» **Given task**
Return, word for word, the lines of the data from the start through the line containing "Return the mask of every instance of the nose.", with both ends included. Leave the pictures out.

Records from a collection
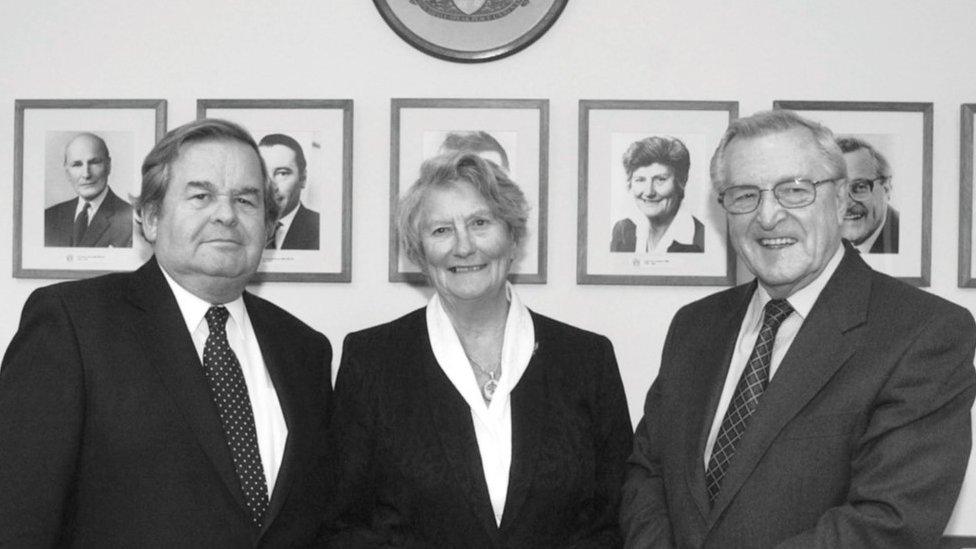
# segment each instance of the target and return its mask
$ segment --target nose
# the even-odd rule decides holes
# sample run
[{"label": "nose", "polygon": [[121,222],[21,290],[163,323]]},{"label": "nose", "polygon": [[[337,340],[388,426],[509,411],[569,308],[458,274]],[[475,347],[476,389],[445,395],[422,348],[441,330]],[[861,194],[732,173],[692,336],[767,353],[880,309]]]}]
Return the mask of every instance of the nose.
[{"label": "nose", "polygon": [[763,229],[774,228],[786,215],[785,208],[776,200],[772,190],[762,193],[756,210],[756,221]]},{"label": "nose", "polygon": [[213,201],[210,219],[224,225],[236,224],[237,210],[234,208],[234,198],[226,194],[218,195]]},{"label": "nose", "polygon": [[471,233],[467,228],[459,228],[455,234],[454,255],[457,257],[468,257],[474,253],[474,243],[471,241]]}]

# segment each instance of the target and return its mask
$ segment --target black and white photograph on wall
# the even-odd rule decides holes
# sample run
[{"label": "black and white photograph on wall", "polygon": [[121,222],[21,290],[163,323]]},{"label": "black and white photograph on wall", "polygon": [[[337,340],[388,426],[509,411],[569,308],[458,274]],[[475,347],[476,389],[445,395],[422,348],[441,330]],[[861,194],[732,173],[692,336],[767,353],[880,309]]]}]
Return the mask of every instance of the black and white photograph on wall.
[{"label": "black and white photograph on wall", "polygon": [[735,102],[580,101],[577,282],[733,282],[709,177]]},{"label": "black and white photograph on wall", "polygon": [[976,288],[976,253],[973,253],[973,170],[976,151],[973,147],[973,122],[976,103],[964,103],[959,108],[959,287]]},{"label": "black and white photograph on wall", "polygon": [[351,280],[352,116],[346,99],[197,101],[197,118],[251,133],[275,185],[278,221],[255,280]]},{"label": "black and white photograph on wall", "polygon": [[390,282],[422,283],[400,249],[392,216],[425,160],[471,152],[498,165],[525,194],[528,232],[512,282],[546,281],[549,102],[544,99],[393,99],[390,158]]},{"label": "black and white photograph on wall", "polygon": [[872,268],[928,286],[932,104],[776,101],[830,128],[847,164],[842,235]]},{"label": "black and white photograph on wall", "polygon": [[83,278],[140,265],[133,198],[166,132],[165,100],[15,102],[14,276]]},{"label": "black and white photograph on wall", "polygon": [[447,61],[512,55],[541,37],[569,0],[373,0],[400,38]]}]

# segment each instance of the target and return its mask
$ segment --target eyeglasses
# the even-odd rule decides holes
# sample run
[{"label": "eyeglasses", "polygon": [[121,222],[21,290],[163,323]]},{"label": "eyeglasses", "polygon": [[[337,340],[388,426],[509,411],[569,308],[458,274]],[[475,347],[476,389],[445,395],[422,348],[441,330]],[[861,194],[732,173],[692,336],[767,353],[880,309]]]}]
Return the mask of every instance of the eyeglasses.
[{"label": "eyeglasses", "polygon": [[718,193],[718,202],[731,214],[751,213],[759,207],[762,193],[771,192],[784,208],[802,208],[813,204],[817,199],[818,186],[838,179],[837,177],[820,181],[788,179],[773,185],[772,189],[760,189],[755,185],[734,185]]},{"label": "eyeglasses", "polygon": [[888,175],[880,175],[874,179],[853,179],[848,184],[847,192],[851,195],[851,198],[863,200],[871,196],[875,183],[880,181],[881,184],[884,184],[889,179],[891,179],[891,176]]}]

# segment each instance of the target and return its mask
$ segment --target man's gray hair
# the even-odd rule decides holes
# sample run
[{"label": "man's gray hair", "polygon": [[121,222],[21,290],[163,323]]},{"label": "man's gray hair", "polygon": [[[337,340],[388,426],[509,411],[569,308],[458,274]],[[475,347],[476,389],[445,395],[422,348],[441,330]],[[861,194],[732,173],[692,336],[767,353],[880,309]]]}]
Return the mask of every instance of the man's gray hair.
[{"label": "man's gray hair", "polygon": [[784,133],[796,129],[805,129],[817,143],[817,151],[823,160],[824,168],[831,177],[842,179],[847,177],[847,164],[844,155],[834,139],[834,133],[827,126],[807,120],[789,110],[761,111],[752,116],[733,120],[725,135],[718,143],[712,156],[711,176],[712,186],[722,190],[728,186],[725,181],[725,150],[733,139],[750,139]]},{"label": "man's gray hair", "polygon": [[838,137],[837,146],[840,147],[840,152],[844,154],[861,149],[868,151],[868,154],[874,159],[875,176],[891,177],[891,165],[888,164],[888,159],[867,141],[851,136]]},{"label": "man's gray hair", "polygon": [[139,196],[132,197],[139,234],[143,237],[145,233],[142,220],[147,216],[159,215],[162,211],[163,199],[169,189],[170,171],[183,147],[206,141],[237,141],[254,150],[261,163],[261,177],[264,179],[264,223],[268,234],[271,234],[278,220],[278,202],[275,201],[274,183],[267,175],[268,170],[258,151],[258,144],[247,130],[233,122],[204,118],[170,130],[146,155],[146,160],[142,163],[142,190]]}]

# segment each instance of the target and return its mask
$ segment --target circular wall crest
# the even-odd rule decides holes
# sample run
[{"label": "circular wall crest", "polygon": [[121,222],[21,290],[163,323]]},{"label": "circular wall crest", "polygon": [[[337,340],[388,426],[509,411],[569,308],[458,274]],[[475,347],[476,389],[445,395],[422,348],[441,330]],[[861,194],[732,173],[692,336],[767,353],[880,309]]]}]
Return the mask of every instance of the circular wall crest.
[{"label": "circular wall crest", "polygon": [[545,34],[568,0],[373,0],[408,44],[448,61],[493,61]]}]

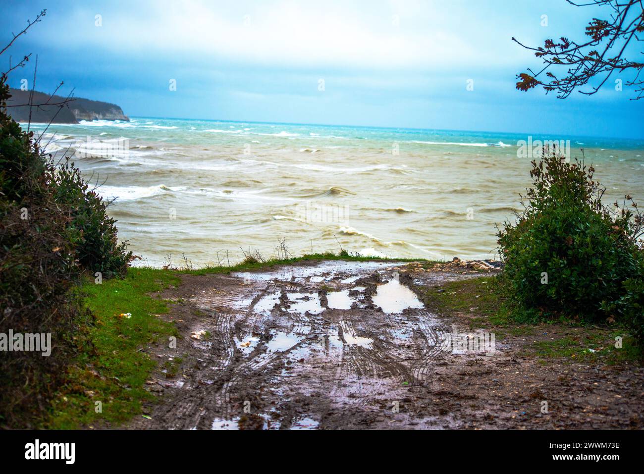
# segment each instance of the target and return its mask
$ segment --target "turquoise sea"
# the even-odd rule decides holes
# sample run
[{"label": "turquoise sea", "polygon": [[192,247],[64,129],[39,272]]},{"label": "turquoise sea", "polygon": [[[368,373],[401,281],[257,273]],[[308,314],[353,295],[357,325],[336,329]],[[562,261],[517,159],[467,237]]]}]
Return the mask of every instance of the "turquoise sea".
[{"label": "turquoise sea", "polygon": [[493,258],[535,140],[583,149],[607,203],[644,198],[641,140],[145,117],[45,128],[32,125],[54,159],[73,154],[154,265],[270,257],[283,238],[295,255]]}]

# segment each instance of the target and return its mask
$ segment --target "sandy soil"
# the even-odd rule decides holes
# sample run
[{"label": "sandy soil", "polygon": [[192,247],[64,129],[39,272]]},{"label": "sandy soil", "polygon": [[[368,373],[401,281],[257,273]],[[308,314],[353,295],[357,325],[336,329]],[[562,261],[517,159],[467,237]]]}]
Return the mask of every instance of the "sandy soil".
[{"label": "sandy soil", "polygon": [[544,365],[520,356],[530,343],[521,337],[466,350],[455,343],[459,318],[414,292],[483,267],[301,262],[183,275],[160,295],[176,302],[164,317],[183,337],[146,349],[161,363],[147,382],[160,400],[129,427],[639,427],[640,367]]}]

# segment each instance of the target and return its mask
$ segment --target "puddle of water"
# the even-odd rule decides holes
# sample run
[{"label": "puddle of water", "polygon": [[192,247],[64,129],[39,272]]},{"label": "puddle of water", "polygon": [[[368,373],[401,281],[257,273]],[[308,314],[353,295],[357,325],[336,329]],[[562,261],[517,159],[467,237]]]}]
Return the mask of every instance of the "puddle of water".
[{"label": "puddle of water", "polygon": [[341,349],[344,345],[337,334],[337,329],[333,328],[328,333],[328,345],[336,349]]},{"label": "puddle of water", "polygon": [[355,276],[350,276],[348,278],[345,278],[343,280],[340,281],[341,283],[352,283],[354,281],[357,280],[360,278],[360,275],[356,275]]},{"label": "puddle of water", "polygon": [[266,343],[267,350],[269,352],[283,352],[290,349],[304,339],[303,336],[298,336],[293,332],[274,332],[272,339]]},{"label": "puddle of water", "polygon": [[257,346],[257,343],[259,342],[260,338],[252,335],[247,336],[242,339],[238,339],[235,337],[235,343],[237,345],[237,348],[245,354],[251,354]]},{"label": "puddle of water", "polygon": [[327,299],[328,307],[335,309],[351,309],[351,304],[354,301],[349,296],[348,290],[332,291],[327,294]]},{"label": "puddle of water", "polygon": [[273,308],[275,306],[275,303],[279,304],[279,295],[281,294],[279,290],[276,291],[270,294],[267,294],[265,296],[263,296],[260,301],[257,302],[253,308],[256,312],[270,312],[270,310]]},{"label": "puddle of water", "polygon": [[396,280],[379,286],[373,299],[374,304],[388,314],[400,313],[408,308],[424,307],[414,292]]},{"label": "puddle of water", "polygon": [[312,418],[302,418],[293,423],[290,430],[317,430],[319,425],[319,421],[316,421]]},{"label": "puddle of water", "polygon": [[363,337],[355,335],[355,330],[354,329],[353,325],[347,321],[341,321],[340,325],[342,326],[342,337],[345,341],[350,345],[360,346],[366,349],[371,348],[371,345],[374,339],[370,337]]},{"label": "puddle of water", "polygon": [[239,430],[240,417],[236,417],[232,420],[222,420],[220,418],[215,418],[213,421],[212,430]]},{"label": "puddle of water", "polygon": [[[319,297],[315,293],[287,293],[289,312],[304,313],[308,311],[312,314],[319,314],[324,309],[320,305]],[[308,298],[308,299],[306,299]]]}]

» **Finished task**
# segment each instance of the target and return its mask
$ segment --target nose
# the even-odd rule decides holes
# sample run
[{"label": "nose", "polygon": [[121,222],[21,290],[163,323]]},{"label": "nose", "polygon": [[[337,340],[388,426],[509,411],[569,308],[458,274]],[[475,347],[476,389],[445,395],[422,348],[441,330]],[[861,194],[732,173],[692,336],[767,353],[880,309]]]}]
Return the mask of every instance of the nose.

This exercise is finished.